■ PROBLEM STATEMENT
Format the records below as a JSON list of strings, one string per line with blank lines omitted, beginning with the line that contains "Where can you see the wooden" and continuing through the line that contains "column 725, row 367". Leave the pictures out of the list.

■ MATERIAL PROVIDED
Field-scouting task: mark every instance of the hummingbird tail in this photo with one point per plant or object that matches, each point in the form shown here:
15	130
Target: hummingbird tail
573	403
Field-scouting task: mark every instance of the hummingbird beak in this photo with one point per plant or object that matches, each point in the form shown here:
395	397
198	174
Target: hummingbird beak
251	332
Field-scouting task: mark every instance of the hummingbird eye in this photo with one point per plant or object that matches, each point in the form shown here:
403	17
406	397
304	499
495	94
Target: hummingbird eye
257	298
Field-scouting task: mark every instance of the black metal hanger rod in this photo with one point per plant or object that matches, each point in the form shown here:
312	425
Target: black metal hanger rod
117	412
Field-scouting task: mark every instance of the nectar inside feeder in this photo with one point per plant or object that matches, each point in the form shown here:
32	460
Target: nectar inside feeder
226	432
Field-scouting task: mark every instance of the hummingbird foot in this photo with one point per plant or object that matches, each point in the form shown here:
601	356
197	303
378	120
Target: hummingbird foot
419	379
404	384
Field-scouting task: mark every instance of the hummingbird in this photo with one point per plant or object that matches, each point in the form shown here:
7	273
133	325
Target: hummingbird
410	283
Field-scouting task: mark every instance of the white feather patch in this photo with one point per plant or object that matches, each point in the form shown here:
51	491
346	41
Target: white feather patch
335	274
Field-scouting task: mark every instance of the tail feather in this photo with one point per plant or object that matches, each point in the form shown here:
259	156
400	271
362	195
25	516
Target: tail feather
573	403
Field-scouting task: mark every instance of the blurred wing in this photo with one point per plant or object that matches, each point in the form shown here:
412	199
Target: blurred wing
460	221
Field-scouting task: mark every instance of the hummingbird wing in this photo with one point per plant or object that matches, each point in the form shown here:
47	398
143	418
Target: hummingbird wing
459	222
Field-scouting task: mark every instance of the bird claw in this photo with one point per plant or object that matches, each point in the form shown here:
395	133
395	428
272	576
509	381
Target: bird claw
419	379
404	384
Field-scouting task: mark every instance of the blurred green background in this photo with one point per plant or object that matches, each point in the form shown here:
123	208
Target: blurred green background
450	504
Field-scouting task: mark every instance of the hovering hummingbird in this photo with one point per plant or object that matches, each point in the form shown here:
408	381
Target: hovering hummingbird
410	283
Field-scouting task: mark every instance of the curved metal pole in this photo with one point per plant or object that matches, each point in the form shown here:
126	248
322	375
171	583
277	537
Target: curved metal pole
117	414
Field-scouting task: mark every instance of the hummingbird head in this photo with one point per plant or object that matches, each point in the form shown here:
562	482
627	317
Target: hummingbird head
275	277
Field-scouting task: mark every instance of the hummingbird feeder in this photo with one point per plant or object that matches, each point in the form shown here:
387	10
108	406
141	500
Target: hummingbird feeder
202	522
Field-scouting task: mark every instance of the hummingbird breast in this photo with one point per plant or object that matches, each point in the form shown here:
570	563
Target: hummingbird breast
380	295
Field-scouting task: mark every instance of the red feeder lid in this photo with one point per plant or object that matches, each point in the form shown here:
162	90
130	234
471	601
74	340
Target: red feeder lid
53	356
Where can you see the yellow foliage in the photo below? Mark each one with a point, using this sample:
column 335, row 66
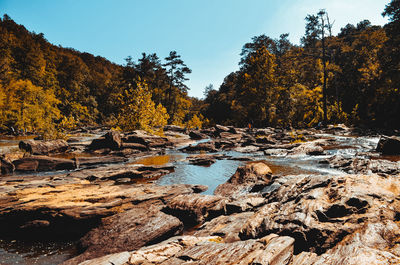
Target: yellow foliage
column 27, row 107
column 138, row 111
column 196, row 122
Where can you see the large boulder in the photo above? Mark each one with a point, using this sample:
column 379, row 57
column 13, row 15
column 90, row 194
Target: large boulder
column 114, row 139
column 201, row 147
column 319, row 211
column 150, row 141
column 43, row 147
column 254, row 175
column 196, row 208
column 111, row 140
column 128, row 231
column 196, row 135
column 389, row 145
column 43, row 163
column 272, row 250
column 6, row 167
column 374, row 243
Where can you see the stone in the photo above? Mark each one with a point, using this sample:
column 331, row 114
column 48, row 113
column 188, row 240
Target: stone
column 43, row 163
column 150, row 141
column 71, row 204
column 272, row 250
column 174, row 128
column 254, row 174
column 114, row 140
column 196, row 135
column 220, row 128
column 128, row 231
column 43, row 147
column 6, row 167
column 101, row 160
column 121, row 258
column 308, row 148
column 319, row 211
column 202, row 160
column 201, row 147
column 196, row 208
column 247, row 149
column 224, row 226
column 389, row 145
column 374, row 243
column 134, row 146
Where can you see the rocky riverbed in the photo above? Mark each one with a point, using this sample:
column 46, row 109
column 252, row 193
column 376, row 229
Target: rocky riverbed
column 221, row 195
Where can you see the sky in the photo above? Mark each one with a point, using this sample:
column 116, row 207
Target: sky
column 208, row 34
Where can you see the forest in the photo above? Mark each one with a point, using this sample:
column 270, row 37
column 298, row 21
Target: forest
column 352, row 78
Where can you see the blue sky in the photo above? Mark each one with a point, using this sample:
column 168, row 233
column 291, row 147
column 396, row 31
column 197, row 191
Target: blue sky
column 208, row 34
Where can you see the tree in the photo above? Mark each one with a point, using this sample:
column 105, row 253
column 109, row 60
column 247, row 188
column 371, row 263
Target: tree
column 138, row 111
column 28, row 107
column 176, row 70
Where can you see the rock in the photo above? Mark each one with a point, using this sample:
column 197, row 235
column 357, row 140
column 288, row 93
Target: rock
column 224, row 226
column 43, row 163
column 265, row 140
column 246, row 178
column 201, row 147
column 113, row 139
column 6, row 167
column 44, row 147
column 128, row 231
column 101, row 160
column 202, row 160
column 220, row 128
column 247, row 149
column 272, row 250
column 372, row 244
column 71, row 204
column 99, row 144
column 142, row 172
column 196, row 135
column 389, row 145
column 319, row 211
column 308, row 148
column 196, row 208
column 275, row 152
column 174, row 128
column 230, row 136
column 225, row 144
column 150, row 141
column 361, row 165
column 115, row 259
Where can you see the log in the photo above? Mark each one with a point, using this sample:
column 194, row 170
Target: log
column 44, row 147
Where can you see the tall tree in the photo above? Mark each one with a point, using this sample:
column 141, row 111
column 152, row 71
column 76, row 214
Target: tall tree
column 177, row 71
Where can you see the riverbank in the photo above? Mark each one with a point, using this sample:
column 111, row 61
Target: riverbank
column 127, row 193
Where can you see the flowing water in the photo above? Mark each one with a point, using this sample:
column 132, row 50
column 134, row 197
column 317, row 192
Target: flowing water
column 14, row 252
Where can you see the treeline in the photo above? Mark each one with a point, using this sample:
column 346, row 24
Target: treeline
column 281, row 84
column 46, row 88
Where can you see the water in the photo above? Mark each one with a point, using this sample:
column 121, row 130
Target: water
column 13, row 252
column 30, row 253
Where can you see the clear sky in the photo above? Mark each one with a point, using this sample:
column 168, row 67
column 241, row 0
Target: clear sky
column 208, row 34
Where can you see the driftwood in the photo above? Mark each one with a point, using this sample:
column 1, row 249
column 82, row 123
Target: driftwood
column 44, row 147
column 43, row 163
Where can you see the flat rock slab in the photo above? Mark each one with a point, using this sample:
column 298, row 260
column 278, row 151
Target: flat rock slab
column 374, row 244
column 61, row 204
column 273, row 250
column 142, row 225
column 245, row 179
column 196, row 208
column 44, row 147
column 319, row 211
column 43, row 163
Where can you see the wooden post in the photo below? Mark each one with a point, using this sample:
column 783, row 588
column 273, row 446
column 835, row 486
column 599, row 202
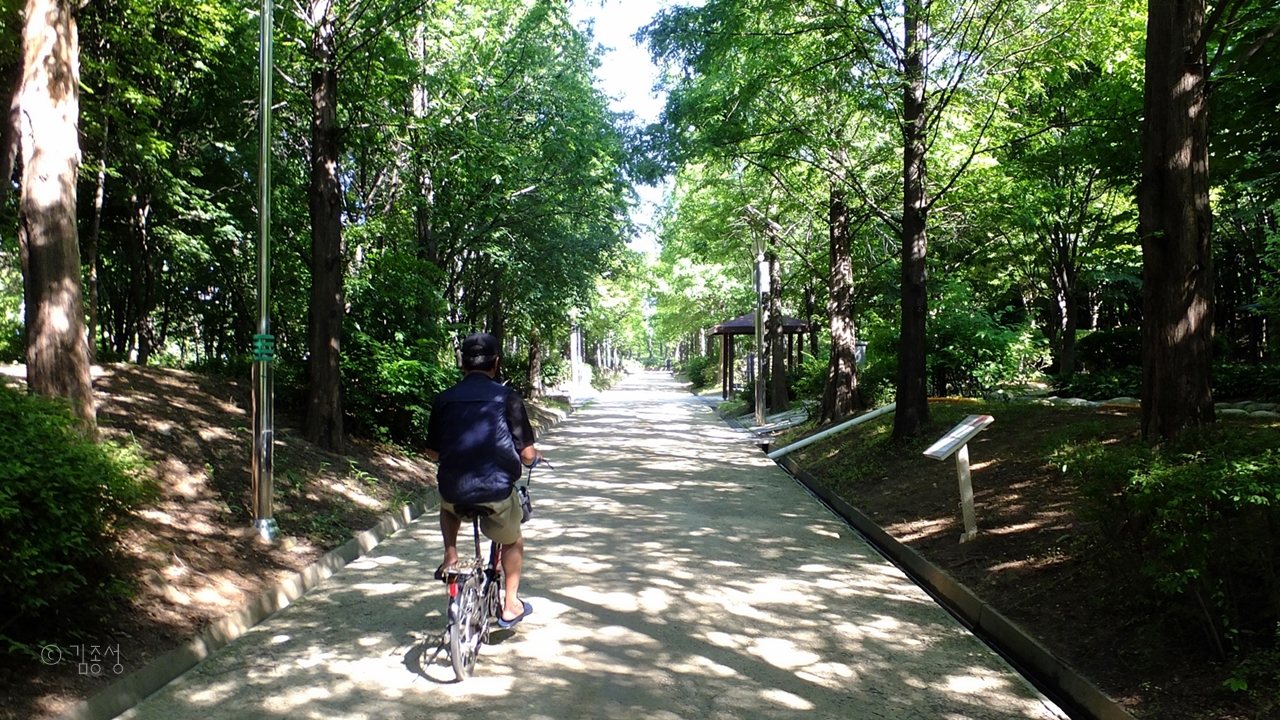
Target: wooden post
column 970, row 523
column 725, row 367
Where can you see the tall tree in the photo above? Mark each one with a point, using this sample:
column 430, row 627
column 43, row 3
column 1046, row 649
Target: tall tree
column 327, row 308
column 58, row 359
column 1174, row 222
column 840, row 392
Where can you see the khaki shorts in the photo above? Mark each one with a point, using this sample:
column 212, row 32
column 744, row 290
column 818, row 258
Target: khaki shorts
column 503, row 524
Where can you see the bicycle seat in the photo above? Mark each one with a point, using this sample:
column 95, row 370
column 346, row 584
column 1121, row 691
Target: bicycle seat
column 471, row 511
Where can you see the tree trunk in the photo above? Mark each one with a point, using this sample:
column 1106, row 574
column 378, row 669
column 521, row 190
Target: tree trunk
column 10, row 127
column 142, row 278
column 324, row 415
column 778, row 400
column 1174, row 224
column 810, row 309
column 840, row 393
column 913, row 400
column 95, row 229
column 58, row 360
column 535, row 368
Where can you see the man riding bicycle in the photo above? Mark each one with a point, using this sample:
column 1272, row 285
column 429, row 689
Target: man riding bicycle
column 480, row 436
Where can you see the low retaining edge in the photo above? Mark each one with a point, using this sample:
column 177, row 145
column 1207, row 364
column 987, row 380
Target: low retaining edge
column 1033, row 659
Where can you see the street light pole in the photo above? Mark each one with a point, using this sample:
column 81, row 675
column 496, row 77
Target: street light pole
column 264, row 343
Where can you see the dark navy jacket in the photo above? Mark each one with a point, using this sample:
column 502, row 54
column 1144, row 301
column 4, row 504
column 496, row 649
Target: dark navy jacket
column 479, row 427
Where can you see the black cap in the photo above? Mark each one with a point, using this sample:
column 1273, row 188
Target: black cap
column 480, row 349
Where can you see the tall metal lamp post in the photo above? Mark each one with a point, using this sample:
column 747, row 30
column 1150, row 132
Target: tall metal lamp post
column 264, row 343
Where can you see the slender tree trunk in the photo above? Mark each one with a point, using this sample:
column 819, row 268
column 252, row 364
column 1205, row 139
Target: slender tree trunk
column 56, row 351
column 1174, row 223
column 778, row 400
column 810, row 310
column 10, row 127
column 324, row 405
column 95, row 229
column 840, row 393
column 142, row 278
column 913, row 400
column 535, row 367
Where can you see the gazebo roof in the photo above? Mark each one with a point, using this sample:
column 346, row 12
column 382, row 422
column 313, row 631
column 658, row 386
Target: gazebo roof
column 745, row 324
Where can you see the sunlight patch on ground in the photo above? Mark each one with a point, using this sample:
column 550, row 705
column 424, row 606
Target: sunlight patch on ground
column 784, row 654
column 351, row 493
column 786, row 700
column 914, row 531
column 1028, row 564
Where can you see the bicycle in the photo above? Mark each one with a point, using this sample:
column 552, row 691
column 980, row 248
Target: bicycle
column 476, row 596
column 478, row 589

■ TASK RESULT
[
  "Where can you see the wooden post in the photo below? Mark each one with a point, using this sample:",
  "column 783, row 588",
  "column 273, row 446",
  "column 835, row 486",
  "column 599, row 202",
  "Target: wooden post",
  "column 970, row 523",
  "column 725, row 367"
]